Problem to solve: Reproduce the entries that follow verbatim, down to the final line.

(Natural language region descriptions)
::::::::

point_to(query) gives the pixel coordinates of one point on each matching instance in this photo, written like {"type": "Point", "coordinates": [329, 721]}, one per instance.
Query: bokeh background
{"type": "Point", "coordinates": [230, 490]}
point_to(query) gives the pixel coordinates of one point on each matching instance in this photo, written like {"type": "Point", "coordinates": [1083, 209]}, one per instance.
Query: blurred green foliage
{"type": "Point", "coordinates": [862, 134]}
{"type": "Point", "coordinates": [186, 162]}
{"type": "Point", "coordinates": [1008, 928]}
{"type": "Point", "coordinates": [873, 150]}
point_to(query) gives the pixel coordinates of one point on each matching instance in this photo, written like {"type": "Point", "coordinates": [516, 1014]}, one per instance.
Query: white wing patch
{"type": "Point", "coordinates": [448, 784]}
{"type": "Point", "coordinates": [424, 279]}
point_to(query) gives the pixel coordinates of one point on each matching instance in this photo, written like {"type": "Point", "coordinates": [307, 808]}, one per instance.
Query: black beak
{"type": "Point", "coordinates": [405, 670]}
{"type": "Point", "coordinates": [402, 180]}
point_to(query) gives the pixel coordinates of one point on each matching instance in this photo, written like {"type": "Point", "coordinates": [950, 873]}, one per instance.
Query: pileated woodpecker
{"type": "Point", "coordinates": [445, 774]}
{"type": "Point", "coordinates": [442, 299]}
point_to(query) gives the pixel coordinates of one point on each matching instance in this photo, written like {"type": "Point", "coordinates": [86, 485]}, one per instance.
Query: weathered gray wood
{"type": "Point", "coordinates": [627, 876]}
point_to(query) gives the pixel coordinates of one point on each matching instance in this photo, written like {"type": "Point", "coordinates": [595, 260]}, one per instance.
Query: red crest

::::::::

Output of the task:
point_to(query) gives the pixel coordinates of one point on each matching instance in this photo, written like {"type": "Point", "coordinates": [329, 721]}, one per instance.
Query: bokeh background
{"type": "Point", "coordinates": [230, 490]}
point_to(query) gives the pixel coordinates of one point on each matching instance in this photo, written like {"type": "Point", "coordinates": [1083, 209]}, one per instance.
Query: blurred green foliage
{"type": "Point", "coordinates": [862, 134]}
{"type": "Point", "coordinates": [186, 162]}
{"type": "Point", "coordinates": [1008, 928]}
{"type": "Point", "coordinates": [873, 150]}
point_to(query) gives the pixel coordinates of one point on each matching instance in this photo, written like {"type": "Point", "coordinates": [516, 1014]}, one per instance.
Query: white wing patch
{"type": "Point", "coordinates": [448, 784]}
{"type": "Point", "coordinates": [424, 279]}
point_to(query) gives the pixel coordinates of one point on each matching instance in this photo, written like {"type": "Point", "coordinates": [307, 808]}, one per instance.
Query: black beak
{"type": "Point", "coordinates": [405, 670]}
{"type": "Point", "coordinates": [402, 180]}
point_to(query) gives the pixel coordinates of one point on each matching instance in this photo, written like {"type": "Point", "coordinates": [950, 873]}, one per instance.
Query: pileated woodpecker
{"type": "Point", "coordinates": [445, 774]}
{"type": "Point", "coordinates": [442, 299]}
point_to(query) gives the pixel coordinates of one point on each matching instance in this photo, written like {"type": "Point", "coordinates": [86, 485]}, one per instance.
Query: weathered gray wood
{"type": "Point", "coordinates": [627, 876]}
point_to(query) gives the pixel coordinates of one point on each matching instance in this photo, written like {"type": "Point", "coordinates": [595, 260]}, one per instance.
Query: red crest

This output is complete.